INPUT DATA START
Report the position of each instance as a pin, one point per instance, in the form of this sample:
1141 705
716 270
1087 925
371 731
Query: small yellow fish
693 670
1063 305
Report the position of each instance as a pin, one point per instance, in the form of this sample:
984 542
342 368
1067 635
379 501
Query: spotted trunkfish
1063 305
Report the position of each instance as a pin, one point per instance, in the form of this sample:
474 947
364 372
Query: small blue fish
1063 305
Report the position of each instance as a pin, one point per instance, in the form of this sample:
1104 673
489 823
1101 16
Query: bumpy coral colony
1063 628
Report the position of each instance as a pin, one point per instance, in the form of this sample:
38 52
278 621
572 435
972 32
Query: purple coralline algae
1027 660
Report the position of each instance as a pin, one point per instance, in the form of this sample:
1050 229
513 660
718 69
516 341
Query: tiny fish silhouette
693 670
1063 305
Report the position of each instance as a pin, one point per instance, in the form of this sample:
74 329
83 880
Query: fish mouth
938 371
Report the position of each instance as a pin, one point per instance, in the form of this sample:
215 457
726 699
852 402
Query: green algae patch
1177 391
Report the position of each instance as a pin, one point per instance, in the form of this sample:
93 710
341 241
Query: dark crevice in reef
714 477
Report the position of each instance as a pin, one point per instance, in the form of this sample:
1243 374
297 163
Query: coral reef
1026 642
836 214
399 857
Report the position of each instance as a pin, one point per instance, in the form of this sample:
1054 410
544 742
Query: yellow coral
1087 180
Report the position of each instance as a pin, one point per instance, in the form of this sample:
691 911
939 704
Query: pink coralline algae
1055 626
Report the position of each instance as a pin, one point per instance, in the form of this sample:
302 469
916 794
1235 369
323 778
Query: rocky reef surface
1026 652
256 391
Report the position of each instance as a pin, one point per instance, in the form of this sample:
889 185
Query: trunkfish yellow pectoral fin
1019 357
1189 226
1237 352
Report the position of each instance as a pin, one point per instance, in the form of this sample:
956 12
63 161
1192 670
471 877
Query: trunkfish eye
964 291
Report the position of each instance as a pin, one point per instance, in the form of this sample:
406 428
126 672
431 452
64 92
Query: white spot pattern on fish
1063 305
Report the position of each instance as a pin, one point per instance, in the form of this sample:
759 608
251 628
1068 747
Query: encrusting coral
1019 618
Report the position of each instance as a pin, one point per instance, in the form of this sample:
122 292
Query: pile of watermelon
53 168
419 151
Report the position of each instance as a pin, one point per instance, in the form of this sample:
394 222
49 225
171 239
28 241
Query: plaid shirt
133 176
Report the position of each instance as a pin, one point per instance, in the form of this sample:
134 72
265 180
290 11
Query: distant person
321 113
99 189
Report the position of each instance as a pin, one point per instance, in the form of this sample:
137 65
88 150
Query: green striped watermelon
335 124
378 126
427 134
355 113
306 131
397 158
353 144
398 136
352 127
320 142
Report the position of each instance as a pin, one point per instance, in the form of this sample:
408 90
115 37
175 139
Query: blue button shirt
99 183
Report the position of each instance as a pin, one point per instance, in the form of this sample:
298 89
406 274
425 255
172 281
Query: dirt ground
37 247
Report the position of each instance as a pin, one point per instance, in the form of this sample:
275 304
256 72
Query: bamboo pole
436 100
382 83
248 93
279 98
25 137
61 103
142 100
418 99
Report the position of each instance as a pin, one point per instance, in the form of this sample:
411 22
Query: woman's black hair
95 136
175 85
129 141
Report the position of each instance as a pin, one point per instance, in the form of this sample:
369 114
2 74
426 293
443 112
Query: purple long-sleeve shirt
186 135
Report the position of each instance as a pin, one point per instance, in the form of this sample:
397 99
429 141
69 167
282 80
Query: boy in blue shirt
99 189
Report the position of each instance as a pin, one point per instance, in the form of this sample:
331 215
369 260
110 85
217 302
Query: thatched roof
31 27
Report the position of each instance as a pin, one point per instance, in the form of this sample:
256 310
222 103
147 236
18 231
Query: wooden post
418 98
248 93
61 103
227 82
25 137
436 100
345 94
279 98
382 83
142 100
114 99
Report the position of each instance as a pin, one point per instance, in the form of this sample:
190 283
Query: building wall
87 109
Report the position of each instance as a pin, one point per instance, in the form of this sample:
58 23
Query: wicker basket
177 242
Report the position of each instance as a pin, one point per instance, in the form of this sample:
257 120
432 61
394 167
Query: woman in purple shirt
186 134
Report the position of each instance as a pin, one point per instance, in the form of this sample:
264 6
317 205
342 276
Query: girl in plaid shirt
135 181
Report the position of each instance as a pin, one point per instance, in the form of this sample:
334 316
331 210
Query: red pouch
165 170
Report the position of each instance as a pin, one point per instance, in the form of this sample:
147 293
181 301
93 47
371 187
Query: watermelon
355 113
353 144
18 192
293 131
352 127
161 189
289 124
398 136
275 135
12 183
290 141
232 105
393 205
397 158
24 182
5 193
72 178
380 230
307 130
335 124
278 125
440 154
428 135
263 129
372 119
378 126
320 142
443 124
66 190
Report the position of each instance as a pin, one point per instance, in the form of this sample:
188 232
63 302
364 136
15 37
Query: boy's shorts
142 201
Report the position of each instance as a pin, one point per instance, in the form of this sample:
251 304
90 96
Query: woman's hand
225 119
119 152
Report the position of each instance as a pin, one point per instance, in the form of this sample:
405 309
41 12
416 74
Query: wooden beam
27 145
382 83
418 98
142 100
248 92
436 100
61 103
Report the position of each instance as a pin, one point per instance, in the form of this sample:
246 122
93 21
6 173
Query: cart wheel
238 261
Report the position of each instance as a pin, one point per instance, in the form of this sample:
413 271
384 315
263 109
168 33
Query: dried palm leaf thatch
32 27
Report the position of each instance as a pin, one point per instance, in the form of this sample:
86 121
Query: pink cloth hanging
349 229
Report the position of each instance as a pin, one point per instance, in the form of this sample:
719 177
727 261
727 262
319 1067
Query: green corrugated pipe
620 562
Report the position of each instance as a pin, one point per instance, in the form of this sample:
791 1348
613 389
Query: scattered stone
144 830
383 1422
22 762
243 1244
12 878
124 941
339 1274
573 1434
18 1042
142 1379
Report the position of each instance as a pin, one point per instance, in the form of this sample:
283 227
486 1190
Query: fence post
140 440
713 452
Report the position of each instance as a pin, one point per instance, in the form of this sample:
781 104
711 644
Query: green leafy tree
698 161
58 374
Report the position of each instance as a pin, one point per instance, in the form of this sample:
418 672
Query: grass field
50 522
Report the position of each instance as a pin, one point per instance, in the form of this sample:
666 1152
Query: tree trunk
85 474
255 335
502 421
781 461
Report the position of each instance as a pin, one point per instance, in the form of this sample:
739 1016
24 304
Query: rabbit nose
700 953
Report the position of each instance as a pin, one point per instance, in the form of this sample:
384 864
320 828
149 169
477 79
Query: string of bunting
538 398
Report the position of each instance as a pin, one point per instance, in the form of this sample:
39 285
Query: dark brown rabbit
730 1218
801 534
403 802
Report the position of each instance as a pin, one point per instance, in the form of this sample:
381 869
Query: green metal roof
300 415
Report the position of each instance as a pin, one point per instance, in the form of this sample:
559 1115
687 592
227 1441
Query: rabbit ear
INPUT DATA END
● **PROBLEM TO SOLVE**: An exact copy of every line above is needed.

● **OUTPUT FOR THIS TASK**:
Report the position of each instance as a pin, one point per instance, in the form of this sample:
1141 705
716 270
1087 925
371 731
Query: small yellow fish
693 670
1063 305
Report the position of each instance as a pin, one point per instance, in the form of this sample:
984 542
342 368
1067 635
379 501
Query: spotted trunkfish
1063 305
Report the position of each instance as a pin, one point per instance, in the form of this sample:
474 947
364 372
Query: small blue fish
1063 305
Report the position of each instance as a pin, one point per instance, in the form of this sample:
1104 673
489 823
1101 16
Query: bumpy coral colony
1063 628
Report the position of each instance as a pin, one point per instance, in the form of this sample:
38 52
278 621
572 435
972 32
Query: purple coralline algae
1027 660
Report the position of each instance as a pin, one point per instance, in the form of this sample:
1050 229
513 660
718 69
516 341
Query: tiny fish silhouette
693 670
1063 305
Report the position of each instance as a pin, one point per instance, in the form of this sample:
74 329
83 880
Query: fish mouth
938 371
Report the position of each instance as a pin, one point per instance, in the form of this sample:
215 457
726 699
852 402
Query: green algae patch
1177 391
Report the position of each instance as a pin, one point per instance, in the form of this sample:
93 710
341 241
Query: dark crevice in reef
714 477
Report the position of each instance as a pin, one point per instance, in the form of this sample:
1243 374
297 163
Query: coral reef
1026 642
836 214
399 857
Report the position of each instance as a pin, one point per instance, in the form of this sample:
1054 410
544 742
Query: yellow coral
1087 180
Report the position of each instance as a pin, one point per instance, in the form of this sample:
691 911
939 704
Query: pink coralline algae
1055 626
Report the position of each instance as a pin, one point per instance, in the form of this sample:
302 469
916 794
1235 369
323 778
Query: rocky reef surface
1026 652
256 391
Report the position of each instance as a pin, one point per instance, in the form of this sample:
889 185
Query: trunkfish yellow pectoral fin
1019 357
1189 226
1237 352
Report the position of each instance as a pin, one point per instance, in the form of this sample:
956 12
63 161
1192 670
471 877
Query: trunkfish eye
964 291
Report the position of each instance as a pin, one point per instance, in the form of this sample:
406 428
126 672
431 452
64 92
Query: white spot pattern on fish
1063 305
Report the position of each instance as a pin, one point per instance, in the form of this sample:
759 608
251 628
1068 747
Query: encrusting coral
1019 618
Report the position of each instance as a pin, one point per instance, in the form of this sample:
122 292
Query: pile of watermelon
53 168
419 151
Report the position of each instance as a pin, one point per instance, in the form of this sample:
394 222
49 225
171 239
28 241
Query: plaid shirt
133 176
Report the position of each instance as a pin, one point per instance, in the form of this sample:
134 72
265 180
290 11
Query: distant person
321 113
99 189
Report the position of each instance as a pin, one point per instance, in the form of this sample:
137 65
88 150
Query: green striped watermelon
335 124
378 126
427 134
355 113
306 131
397 158
353 144
398 136
352 127
320 142
Report the position of each instance as a pin, one point per instance, in the form of this sample:
408 90
115 37
175 139
Query: blue button shirt
99 183
Report the position of each instance as a pin, one point per instance, in the form of this sample:
298 89
406 274
425 255
172 281
Query: dirt ground
37 247
Report the position of each instance as a pin, one point per instance, in the form of this sample:
275 304
256 72
Query: bamboo pole
436 100
382 83
248 93
279 98
25 137
61 103
142 100
418 99
Report the position of each instance as a pin, one point per instance, in the form of this sample:
411 22
Query: woman's black hair
95 136
175 85
129 141
Report the position of each instance as a pin, one point per instance, in the form of this sample:
369 114
2 74
426 293
443 112
Query: purple long-sleeve shirt
186 135
Report the position of each instance as a pin, one point per instance, in the form of this sample:
397 99
429 141
69 167
282 80
Query: boy in blue shirt
99 189
Report the position of each instance as a pin, one point per instance, in the form of this sample:
331 215
369 260
110 85
217 302
Query: thatched roof
31 27
Report the position of each instance as a pin, one point per instance, in the form of this sample:
256 310
222 103
147 236
18 231
Query: wooden post
418 98
248 93
61 103
227 82
25 137
436 100
345 94
279 98
382 83
142 100
114 99
Report the position of each instance as a pin, one point per instance, in the form of this sample:
190 283
Query: building wall
87 109
Report the position of each instance as a pin, one point per instance, in the form of this sample:
58 23
Query: wicker basket
177 242
Report the position of each instance as a pin, one point per instance, in the form of this sample:
257 120
432 61
394 167
Query: woman in purple shirt
186 134
Report the position of each instance as a pin, one point per instance, in the form of this sample:
264 6
317 205
342 276
Query: girl in plaid shirt
135 181
Report the position of each instance as a pin, one point per instance, in the form of this sample:
334 316
331 210
Query: red pouch
165 170
Report the position of each instance as a pin, one point per instance, in the form of this sample:
147 293
181 301
93 47
371 187
Query: watermelon
355 113
353 144
18 192
293 131
352 127
161 189
289 124
398 136
275 135
12 183
290 141
232 105
393 205
397 158
24 182
5 193
72 178
380 230
307 130
335 124
278 125
440 154
428 135
263 129
372 119
378 126
320 142
443 124
66 190
Report the position of each instance as a pin, one point per instance, in the form of this sample:
188 232
63 302
364 136
15 37
Query: boy's shorts
142 201
Report the position of each instance as a pin, one point per instance, in the form of this sample:
251 304
90 96
Query: woman's hand
225 119
119 152
Report the position of each instance as a pin, one point per instance, in the form of this sample:
405 309
41 12
416 74
Query: wooden beam
27 145
382 83
418 98
142 100
248 92
436 100
61 103
Report the position of each instance as a pin, one point per instance, in the form of this sample:
246 122
93 21
6 173
Query: cart wheel
238 261
Report the position of each instance as a pin, one point per instance, in the form of this sample:
413 271
384 315
263 109
168 33
Query: dried palm leaf thatch
32 27
Report the position of each instance as a pin, one point per instance, in the form of this sample:
86 121
Query: pink cloth hanging
349 229
Report the position of each instance as a pin, one point per instance, in the form of this sample:
719 177
727 261
727 262
319 1067
Query: green corrugated pipe
620 562
Report the position of each instance as a pin, one point per instance, in the form of this sample:
791 1348
613 389
Query: scattered stone
144 830
383 1422
22 762
243 1244
12 878
124 941
339 1274
573 1434
18 1042
142 1379
Report the position of each instance as a pin, one point per instance, in the form of this sample:
283 227
486 1190
Query: fence post
140 440
713 452
Report the position of each instance as a pin, one point per instance, in the form of this sample:
781 104
711 644
Query: green leafy tree
698 161
58 374
Report the position of each instance as a pin, one point per instance, in the form of this sample:
418 672
Query: grass field
50 522
Report the position of each instance as a pin, one point per instance, in the form of this sample:
666 1152
Query: tree trunk
85 474
255 335
502 421
781 461
Report the position of each instance as a pin, one point per instance, in the form of this sample:
739 1016
24 304
Query: rabbit nose
700 953
Report the position of each instance as a pin, one point per instance, in the form of this sample:
384 864
320 828
149 169
477 79
Query: string of bunting
538 398
Report the position of each instance as a pin, one point per instance, in the form of this sample:
39 285
Query: dark brown rabbit
730 1218
801 534
403 802
Report the position of each instance as a pin, one point per instance, in the form of this sample:
381 869
Query: green metal roof
300 415
Report the position of each instance as a pin, one point per instance, in the form of this sample:
559 1115
687 592
227 1441
Query: rabbit ear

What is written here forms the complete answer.